ESERCIZIO 1:
Quali uomini nomina il testo sulla Costituzione come oppositori dei tentativi di alterare la parte strutturale?
ESERCIZIO 2:
Le affermazioni seguenti concordano con il testo sulla Costituzione? Rispondi sì o no per ciascuna e cita le parole decisive. (a) La Costituzione è nata dalla Resistenza. (b) Il traguardo affidato alla Repubblica può essere raggiunto in modo pieno e definitivo. (c) Il fine va perseguito soltanto dallo Stato.

Malgrado “res pubblica semper reformanda est” non c’è dubbio che nell’impostazione costituzionale sussista una consequenzialità (almeno così l’hanno pensata ed intesa i costituenti) tra la parte seconda (ordinamento) e la parte prima (principi fondamentali), che vede nella seconda la dimensione strutturale e realizzativa dei fini della prima. E’ per questa ragione di fondo che uomini di straordinari integrità politica e morale, come Dossetti e Zaccagnini, Lazzati e La Pira, si sono sempre opposti ai tentativi di gravi alterazioni-manomissioni della parte strutturale, perché convinti che ciò finisse per degradare inevitabilmente anche i principi.
In effetti quando si scrive in un documento solenne come la Costituzione, nato dalla Resistenza e quindi dal sacrificio di tante vite umane, che la Repubblica ha il compito di rimuovere gli ostacoli che limitando di fatto l’eguaglianza tra le persone, non consentono l’effettiva partecipazione dei lavoratori alla vita economica, sociale, culturale, civile e politica del paese, si è detto moltissimo. Praticamente tutto. Perché si è caricato la Repubblica di un impegno perenne, continuo. Non fosse altro perché si è data ad essa un traguardo ed un orizzonte che non è mai definitivamente e pienamente raggiungibile. Ma ciò nulla toglie al fatto che questo fine debba essere continuamente ed instancabilmente perseguito. Con il contributo dello Stato e la contestuale partecipazione dei gruppi sociali intermedi.

DATI ESTRATTI:

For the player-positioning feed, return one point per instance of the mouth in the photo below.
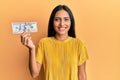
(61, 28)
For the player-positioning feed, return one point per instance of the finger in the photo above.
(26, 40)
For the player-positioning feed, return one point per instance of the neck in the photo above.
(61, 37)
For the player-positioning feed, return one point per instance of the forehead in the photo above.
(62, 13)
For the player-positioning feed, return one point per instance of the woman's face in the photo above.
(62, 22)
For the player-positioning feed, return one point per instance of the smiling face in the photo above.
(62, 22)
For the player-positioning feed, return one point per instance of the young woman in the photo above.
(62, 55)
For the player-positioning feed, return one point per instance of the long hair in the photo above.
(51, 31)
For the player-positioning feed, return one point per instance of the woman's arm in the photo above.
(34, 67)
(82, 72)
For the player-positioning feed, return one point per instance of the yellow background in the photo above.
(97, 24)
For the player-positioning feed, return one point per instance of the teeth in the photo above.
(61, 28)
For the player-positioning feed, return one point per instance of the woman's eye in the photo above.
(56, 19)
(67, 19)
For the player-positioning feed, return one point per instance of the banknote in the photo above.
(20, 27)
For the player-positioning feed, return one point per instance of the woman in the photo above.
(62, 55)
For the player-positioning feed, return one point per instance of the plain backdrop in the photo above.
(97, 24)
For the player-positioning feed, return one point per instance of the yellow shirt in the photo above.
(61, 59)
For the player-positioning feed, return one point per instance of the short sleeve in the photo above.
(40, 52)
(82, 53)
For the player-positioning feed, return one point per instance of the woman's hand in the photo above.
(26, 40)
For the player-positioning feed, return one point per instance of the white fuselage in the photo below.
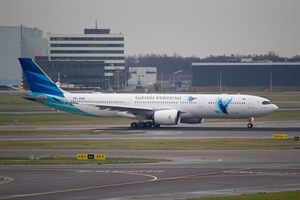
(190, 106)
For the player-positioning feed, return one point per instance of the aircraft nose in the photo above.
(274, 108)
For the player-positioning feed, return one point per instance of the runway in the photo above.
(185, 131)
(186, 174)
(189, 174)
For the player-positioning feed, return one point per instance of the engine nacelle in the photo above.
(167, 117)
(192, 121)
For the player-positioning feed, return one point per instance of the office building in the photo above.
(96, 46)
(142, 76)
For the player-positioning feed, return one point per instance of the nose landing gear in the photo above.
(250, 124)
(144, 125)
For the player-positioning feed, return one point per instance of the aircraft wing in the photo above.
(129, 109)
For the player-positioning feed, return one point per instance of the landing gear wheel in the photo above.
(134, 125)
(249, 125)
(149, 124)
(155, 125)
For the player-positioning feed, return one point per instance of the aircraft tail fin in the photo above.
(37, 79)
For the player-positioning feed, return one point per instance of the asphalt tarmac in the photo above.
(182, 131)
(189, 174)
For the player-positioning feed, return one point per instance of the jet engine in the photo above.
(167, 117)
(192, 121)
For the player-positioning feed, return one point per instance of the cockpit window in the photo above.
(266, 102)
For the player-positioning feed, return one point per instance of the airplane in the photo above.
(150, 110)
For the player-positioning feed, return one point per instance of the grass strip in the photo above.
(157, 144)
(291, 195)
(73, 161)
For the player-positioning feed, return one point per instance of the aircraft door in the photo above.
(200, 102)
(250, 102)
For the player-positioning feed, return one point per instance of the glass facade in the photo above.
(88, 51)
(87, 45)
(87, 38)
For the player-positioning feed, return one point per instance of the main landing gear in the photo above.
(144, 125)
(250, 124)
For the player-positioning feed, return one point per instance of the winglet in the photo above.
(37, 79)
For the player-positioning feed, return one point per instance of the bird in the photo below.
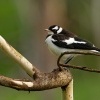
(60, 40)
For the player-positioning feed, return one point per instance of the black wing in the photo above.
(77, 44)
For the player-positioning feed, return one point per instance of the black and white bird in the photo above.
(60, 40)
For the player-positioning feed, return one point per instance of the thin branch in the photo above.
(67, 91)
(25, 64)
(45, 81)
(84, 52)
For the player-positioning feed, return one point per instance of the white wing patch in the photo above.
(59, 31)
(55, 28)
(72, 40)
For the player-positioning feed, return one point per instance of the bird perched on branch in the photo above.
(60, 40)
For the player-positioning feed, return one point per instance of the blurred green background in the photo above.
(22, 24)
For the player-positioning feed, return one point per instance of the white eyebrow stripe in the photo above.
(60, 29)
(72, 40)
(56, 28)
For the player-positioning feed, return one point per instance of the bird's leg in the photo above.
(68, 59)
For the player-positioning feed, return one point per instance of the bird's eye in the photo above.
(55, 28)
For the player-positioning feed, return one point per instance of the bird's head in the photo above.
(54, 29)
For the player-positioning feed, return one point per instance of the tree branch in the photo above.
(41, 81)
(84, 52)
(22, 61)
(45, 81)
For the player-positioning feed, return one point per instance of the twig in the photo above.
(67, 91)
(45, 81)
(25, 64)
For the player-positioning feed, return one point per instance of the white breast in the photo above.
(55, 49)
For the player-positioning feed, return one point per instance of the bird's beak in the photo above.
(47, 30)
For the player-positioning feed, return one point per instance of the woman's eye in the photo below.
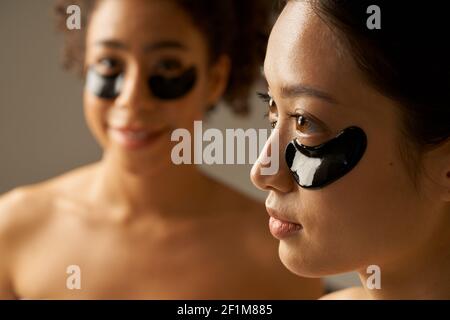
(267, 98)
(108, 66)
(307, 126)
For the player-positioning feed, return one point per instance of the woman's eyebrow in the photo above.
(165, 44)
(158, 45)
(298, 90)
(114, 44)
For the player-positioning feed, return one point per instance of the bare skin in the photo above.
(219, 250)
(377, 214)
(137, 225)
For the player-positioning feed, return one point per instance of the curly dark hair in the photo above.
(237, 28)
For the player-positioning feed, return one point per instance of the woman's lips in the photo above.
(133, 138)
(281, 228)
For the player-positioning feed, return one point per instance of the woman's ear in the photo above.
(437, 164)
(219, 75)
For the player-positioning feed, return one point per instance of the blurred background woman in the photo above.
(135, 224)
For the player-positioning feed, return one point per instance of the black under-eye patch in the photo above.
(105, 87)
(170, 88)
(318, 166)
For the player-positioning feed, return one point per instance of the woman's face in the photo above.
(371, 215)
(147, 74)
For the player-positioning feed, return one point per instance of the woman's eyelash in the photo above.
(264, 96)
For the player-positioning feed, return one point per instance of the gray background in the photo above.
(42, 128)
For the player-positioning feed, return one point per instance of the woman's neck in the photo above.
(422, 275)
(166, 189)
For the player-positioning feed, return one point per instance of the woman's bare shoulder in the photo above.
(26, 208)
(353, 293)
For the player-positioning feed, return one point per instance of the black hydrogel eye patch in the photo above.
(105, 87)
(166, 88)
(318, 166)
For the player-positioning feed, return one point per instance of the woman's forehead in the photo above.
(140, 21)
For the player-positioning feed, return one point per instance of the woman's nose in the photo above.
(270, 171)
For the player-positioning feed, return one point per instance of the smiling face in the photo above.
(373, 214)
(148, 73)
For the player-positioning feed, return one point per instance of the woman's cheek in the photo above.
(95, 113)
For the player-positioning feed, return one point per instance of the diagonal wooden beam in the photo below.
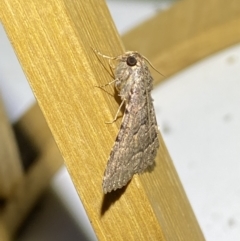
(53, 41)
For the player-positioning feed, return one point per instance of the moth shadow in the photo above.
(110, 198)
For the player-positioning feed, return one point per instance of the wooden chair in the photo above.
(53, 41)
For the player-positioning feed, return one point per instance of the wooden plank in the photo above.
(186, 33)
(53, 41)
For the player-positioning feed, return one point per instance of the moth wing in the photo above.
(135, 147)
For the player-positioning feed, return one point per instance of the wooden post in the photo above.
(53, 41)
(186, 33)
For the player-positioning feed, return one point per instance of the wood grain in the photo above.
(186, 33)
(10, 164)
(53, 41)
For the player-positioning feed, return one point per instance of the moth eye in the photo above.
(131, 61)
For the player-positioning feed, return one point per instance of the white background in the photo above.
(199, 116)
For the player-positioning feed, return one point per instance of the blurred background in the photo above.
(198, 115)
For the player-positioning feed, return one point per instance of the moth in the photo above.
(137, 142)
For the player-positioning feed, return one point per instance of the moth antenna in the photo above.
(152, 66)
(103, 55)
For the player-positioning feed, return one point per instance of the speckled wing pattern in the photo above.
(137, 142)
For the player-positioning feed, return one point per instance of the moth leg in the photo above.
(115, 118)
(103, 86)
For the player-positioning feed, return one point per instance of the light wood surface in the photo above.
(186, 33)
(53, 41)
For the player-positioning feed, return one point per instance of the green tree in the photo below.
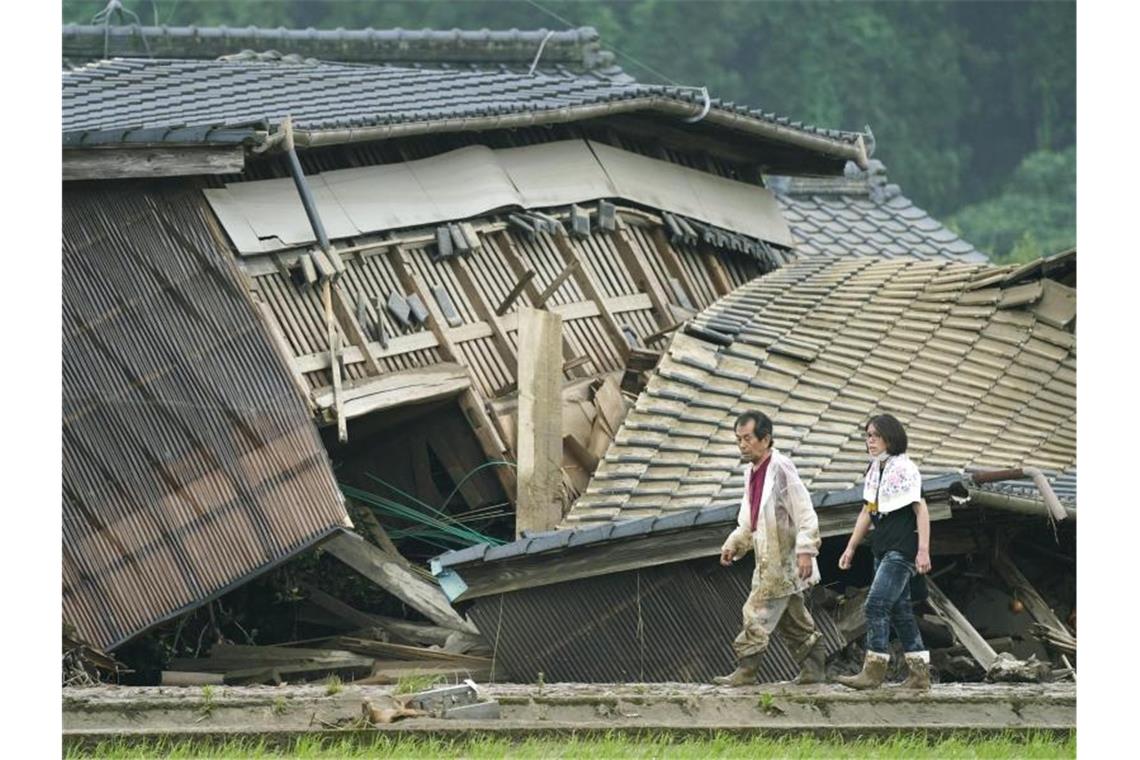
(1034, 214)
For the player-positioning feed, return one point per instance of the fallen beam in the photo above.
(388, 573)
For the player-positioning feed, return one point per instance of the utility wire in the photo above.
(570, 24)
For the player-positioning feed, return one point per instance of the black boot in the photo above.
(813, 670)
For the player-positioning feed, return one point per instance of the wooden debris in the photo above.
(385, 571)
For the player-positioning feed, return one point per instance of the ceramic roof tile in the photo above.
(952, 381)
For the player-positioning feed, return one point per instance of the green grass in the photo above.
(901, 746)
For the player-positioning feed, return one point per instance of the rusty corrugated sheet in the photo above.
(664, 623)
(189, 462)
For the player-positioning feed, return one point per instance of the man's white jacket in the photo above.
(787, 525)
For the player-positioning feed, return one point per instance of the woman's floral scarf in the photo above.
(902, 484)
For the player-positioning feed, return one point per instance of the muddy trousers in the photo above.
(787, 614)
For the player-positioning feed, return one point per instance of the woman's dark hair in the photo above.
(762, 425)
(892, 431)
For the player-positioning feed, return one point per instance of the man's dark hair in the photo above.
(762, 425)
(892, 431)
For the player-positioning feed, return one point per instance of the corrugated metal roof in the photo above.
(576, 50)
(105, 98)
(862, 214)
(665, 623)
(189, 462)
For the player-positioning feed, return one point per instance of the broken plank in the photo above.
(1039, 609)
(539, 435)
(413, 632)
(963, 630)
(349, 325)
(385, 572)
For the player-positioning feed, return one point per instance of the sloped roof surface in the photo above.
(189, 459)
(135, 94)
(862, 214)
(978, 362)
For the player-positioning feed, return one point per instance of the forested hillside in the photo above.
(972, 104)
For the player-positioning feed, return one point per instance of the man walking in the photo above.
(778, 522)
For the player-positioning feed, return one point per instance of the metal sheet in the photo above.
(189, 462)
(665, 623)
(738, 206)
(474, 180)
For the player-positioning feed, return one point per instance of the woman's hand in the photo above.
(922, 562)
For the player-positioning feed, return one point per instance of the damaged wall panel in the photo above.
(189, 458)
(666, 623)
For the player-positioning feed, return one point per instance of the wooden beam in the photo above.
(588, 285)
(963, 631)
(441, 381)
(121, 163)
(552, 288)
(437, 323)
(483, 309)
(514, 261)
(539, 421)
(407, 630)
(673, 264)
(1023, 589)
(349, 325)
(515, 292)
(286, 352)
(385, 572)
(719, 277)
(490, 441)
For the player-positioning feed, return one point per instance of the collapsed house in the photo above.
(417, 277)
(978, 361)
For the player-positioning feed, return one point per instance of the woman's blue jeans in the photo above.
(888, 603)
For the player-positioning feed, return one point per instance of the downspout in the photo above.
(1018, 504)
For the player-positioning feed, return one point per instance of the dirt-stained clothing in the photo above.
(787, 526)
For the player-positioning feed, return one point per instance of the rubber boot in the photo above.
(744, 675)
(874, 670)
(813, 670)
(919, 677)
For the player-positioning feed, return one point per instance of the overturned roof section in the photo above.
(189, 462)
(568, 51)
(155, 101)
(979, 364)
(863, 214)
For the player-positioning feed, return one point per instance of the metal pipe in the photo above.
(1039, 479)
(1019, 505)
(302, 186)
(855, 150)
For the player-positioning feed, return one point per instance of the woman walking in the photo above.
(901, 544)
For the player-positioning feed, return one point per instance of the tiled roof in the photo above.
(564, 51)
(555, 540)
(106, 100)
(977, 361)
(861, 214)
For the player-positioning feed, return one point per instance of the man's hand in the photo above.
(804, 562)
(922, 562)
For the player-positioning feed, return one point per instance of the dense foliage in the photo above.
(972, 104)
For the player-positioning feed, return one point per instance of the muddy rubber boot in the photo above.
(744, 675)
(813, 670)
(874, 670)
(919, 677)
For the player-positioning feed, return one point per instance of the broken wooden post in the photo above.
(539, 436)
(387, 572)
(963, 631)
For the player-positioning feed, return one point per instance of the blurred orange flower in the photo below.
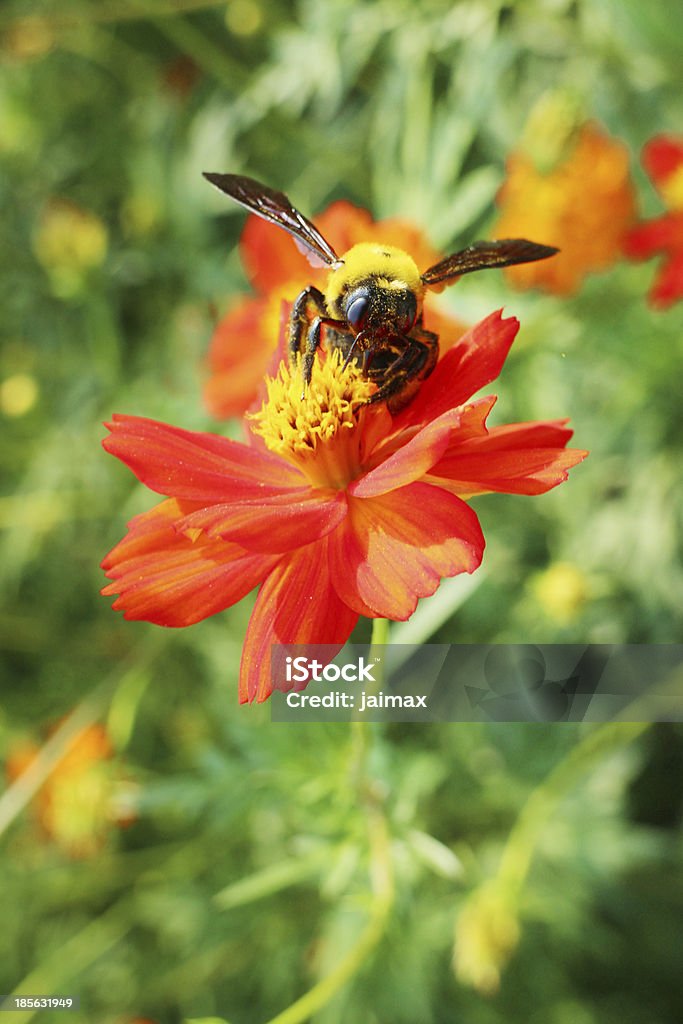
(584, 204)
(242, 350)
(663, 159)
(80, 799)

SOLUZIONE ESERCIZIO 1:
Dossetti, Zaccagnini, Lazzati, La Pira

SOLUZIONE ESERCIZIO 2:
(a) Sì: «nato dalla Resistenza e quindi dal sacrificio di tante vite umane».
(b) No: «un traguardo ed un orizzonte che non è mai definitivamente e pienamente raggiungibile».
(c) No: «Con il contributo dello Stato e la contestuale partecipazione dei gruppi sociali intermedi».